§ Instructions for the task
In the listing below, pick out lines with "window".
*** Opening of Exercise materials ***
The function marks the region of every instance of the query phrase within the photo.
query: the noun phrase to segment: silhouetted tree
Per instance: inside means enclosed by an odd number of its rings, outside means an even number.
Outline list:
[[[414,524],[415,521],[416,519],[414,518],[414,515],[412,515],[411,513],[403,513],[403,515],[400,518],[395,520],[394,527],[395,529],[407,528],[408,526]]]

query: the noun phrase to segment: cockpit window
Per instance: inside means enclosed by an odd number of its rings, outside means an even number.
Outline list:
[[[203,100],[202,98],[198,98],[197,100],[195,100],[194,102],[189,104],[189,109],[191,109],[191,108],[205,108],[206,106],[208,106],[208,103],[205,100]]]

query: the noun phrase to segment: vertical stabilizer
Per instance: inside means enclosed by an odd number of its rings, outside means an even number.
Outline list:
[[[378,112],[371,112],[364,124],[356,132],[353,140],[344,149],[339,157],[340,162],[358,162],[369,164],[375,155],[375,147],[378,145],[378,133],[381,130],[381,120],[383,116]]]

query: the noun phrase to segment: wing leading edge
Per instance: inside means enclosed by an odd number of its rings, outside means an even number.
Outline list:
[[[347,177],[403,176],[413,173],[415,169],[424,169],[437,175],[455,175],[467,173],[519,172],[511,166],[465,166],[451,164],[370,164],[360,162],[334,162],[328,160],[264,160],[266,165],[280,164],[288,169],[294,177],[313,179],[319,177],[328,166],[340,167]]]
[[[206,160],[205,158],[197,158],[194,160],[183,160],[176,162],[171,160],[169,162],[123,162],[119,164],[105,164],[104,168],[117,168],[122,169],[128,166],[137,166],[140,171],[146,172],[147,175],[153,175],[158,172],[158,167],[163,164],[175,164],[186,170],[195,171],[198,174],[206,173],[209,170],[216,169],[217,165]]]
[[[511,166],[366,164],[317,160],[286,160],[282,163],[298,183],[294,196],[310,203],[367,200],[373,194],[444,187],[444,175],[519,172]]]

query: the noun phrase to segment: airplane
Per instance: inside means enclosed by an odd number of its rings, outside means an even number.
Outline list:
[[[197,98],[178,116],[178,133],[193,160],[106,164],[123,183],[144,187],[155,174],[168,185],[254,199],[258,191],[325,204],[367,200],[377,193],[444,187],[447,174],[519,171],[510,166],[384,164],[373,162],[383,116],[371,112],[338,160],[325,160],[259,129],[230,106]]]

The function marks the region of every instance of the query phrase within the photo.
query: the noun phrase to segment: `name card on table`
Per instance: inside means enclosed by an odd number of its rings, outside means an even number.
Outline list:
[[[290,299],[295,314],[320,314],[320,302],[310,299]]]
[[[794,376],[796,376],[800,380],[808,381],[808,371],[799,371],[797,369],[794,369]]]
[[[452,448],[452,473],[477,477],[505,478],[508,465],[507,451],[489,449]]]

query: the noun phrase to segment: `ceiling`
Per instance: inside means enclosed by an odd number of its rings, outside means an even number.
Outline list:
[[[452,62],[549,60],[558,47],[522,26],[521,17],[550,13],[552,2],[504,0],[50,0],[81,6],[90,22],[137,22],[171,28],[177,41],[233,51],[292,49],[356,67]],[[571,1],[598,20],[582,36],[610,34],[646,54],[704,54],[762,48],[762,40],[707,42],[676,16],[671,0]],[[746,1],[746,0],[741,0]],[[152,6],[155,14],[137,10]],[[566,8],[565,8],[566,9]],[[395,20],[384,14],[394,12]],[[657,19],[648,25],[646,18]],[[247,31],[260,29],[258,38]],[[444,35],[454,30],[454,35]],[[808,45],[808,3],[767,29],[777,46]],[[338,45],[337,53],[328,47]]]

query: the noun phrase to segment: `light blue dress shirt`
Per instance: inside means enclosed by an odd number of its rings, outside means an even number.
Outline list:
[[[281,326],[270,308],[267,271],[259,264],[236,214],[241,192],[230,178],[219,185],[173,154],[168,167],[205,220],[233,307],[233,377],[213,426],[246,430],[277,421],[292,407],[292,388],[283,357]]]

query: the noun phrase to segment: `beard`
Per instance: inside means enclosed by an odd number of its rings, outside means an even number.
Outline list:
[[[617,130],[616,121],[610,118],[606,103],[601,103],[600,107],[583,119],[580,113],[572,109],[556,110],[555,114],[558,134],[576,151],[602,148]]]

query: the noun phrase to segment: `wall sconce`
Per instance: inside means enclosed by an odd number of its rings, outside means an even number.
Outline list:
*** Close of Exercise materials ***
*** Opening of Exercise materials ***
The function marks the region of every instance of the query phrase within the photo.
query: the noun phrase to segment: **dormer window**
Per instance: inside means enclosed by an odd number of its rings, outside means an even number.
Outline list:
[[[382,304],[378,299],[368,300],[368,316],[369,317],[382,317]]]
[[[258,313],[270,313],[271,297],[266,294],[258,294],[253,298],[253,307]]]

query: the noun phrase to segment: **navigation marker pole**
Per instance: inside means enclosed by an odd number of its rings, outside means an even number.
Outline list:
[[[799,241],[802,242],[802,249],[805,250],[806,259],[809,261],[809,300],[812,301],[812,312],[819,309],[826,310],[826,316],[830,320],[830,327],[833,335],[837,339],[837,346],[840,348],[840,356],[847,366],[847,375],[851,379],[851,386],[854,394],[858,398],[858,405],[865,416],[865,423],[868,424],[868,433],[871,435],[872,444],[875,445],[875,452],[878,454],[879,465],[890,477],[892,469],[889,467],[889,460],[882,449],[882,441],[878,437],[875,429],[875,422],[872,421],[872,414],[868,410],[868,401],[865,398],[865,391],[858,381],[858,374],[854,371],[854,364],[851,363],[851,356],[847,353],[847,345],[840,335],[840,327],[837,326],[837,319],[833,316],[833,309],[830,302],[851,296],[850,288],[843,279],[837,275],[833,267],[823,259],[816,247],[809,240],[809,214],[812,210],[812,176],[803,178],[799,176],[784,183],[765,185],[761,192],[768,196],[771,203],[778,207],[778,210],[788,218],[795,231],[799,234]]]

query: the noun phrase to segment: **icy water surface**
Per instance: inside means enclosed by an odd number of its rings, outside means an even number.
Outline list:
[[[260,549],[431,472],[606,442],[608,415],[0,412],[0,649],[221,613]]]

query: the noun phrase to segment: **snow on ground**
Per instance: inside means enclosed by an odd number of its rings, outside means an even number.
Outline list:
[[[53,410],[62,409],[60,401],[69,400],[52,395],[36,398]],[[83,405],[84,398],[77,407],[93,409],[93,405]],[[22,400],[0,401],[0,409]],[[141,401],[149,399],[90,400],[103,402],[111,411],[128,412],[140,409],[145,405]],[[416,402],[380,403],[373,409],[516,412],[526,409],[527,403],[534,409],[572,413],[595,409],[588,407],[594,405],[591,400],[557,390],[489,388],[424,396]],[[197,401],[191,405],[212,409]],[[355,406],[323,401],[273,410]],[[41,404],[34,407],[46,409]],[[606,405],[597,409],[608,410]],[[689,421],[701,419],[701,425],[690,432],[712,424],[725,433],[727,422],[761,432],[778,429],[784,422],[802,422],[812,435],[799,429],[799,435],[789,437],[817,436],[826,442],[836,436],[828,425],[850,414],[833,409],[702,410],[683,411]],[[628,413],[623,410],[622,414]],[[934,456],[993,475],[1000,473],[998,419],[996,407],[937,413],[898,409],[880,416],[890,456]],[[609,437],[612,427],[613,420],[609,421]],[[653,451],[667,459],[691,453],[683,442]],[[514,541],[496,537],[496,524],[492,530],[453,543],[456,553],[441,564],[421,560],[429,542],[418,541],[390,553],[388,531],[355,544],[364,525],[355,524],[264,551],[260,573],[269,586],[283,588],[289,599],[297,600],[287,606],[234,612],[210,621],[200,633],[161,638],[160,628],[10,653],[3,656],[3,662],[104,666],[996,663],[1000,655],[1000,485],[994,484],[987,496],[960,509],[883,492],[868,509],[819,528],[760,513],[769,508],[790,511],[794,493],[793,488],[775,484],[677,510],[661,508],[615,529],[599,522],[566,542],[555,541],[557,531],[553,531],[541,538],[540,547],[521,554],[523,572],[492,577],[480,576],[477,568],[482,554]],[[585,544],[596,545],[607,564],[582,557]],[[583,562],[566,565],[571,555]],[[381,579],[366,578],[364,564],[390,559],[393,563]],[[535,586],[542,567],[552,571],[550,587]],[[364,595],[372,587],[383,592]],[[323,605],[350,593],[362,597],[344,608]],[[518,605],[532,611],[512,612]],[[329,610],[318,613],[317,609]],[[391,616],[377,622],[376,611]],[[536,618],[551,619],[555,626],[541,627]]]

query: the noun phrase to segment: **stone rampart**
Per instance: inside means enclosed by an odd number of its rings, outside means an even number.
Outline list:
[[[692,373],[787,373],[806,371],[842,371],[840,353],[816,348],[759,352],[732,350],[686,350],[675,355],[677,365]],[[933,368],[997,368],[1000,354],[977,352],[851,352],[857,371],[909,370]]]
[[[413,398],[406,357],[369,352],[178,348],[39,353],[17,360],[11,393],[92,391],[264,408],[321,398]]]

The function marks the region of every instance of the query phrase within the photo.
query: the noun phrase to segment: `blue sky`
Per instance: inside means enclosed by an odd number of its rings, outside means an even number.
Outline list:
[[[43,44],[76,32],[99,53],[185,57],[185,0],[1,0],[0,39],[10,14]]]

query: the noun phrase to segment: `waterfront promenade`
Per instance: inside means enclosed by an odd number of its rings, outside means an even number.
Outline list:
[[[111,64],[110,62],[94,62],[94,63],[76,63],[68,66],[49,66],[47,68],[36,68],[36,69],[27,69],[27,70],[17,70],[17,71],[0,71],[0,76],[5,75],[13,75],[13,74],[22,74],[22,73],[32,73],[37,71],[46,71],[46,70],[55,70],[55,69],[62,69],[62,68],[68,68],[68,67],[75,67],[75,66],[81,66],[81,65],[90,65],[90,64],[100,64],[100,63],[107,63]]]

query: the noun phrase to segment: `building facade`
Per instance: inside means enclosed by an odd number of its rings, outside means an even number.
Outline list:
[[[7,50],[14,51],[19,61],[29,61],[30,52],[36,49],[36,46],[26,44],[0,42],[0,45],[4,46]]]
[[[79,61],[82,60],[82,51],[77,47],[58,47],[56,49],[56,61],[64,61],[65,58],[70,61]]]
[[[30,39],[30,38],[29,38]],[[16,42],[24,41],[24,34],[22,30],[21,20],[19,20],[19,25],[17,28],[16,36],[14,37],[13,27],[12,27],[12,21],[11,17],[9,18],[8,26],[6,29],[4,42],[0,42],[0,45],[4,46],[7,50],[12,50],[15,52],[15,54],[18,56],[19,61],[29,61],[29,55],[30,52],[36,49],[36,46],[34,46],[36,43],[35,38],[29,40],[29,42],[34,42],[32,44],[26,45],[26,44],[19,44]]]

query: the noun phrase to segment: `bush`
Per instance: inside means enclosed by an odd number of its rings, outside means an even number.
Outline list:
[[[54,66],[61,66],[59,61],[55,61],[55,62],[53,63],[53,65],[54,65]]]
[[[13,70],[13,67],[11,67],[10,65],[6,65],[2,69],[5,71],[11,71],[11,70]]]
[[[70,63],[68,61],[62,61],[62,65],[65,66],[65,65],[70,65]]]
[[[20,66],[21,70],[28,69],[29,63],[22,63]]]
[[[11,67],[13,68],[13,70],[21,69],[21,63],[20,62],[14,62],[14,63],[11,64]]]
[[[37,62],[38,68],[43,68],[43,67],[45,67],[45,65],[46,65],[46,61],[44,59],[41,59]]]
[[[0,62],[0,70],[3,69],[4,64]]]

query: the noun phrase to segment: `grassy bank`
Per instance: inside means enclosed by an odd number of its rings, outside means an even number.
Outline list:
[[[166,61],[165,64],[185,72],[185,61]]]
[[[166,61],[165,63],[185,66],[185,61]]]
*** Close of Exercise materials ***
§ Answer to the problem
query: the noun phrase to segment: cockpit window
query: the noun phrase to segment: **dormer window**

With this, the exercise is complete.